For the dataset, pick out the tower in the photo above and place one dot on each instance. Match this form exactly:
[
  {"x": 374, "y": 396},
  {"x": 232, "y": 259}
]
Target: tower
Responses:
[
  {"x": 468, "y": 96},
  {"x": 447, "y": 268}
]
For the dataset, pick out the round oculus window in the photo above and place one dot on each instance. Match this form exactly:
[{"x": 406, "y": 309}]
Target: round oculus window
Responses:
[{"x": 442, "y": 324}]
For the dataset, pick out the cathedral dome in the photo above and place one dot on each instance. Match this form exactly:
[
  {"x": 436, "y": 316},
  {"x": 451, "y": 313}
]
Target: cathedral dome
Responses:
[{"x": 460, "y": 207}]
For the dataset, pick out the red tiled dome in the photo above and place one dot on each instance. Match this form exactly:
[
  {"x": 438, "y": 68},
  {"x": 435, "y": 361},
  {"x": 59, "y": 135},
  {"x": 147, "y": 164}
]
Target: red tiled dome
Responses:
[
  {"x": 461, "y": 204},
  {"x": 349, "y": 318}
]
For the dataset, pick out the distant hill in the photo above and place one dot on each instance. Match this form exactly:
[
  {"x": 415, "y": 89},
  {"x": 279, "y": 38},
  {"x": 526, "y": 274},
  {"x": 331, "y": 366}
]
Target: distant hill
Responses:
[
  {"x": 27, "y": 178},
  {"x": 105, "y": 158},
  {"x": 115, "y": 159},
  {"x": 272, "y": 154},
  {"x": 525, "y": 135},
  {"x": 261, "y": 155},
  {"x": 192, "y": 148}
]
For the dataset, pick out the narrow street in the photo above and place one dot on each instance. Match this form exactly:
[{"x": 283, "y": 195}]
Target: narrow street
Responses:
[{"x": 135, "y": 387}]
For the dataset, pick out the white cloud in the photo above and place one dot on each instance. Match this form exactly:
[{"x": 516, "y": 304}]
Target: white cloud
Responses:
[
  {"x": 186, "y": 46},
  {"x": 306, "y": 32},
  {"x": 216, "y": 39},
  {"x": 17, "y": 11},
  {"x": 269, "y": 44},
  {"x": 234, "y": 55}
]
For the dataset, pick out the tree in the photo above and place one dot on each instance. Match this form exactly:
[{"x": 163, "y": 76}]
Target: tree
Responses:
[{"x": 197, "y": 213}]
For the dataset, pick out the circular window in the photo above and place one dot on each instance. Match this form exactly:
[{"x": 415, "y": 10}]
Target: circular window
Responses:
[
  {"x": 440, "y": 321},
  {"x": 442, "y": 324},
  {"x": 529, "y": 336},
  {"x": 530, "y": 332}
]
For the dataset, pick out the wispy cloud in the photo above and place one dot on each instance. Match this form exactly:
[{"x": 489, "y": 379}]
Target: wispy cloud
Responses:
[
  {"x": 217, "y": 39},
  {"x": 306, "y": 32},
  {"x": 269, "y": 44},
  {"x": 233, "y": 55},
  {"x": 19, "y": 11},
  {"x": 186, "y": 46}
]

● **Task objective**: Print the material once more, exactly.

● **Solved problem**:
For the dataset, pick out the tower in the photo above and place one dot on each instance. Match this form exactly:
[
  {"x": 374, "y": 396},
  {"x": 232, "y": 259}
]
Target: tower
Responses:
[
  {"x": 468, "y": 96},
  {"x": 447, "y": 268}
]
For the dataset, pick out the round oculus window in the photo above and place one dot on each instance. Match this form exactly:
[{"x": 406, "y": 309}]
Target: round oculus window
Responses:
[{"x": 442, "y": 324}]
For the dataset, pick out the cathedral dome in the photo above and place one dot on each instance. Match this form exactly:
[
  {"x": 436, "y": 316},
  {"x": 451, "y": 313}
]
Target: cathedral dome
Responses:
[{"x": 460, "y": 207}]
For the dataset, pick out the red tiled dome in the photo above and place one dot on each instance. Match this form exactly:
[
  {"x": 438, "y": 68},
  {"x": 435, "y": 361},
  {"x": 59, "y": 135},
  {"x": 147, "y": 164}
]
Target: red tiled dome
Responses:
[
  {"x": 461, "y": 204},
  {"x": 349, "y": 318}
]
For the dataset, pick out the distant hill in the photo above and place one dot on each instance. Match this form exactly:
[
  {"x": 415, "y": 89},
  {"x": 279, "y": 38},
  {"x": 526, "y": 274},
  {"x": 331, "y": 366}
]
Target: distant hill
Responses:
[
  {"x": 27, "y": 178},
  {"x": 105, "y": 158},
  {"x": 115, "y": 159},
  {"x": 272, "y": 154},
  {"x": 525, "y": 135},
  {"x": 261, "y": 155},
  {"x": 192, "y": 148}
]
For the dataset, pick out the narrow street in the photo above and place one dot on each instance. Match this form exactly:
[{"x": 283, "y": 195}]
Target: narrow street
Responses:
[{"x": 135, "y": 387}]
For the dataset, pick out the white cloud in the photo above and place one dot on each instance. Match this form exactly:
[{"x": 516, "y": 304}]
Target: white cloud
Responses:
[
  {"x": 186, "y": 46},
  {"x": 306, "y": 32},
  {"x": 216, "y": 39},
  {"x": 17, "y": 11},
  {"x": 269, "y": 44},
  {"x": 234, "y": 55}
]
For the dataset, pick out the tree in the photo above and place one dot on each instance. Match this form exactly:
[{"x": 163, "y": 76}]
Target: tree
Responses:
[{"x": 197, "y": 213}]
For the dataset, pick out the circular window in the photo above and place one dot on each instance. Match this form exactly:
[{"x": 415, "y": 10}]
Target: circular window
Responses:
[
  {"x": 440, "y": 321},
  {"x": 442, "y": 324},
  {"x": 529, "y": 336},
  {"x": 530, "y": 332}
]
For the dataset, pick out the wispy cloud in the photo above and place one dot on each instance. Match this form exactly:
[{"x": 489, "y": 379}]
Target: wispy cloud
Responses:
[
  {"x": 217, "y": 39},
  {"x": 306, "y": 32},
  {"x": 269, "y": 44},
  {"x": 233, "y": 55},
  {"x": 19, "y": 11},
  {"x": 186, "y": 46}
]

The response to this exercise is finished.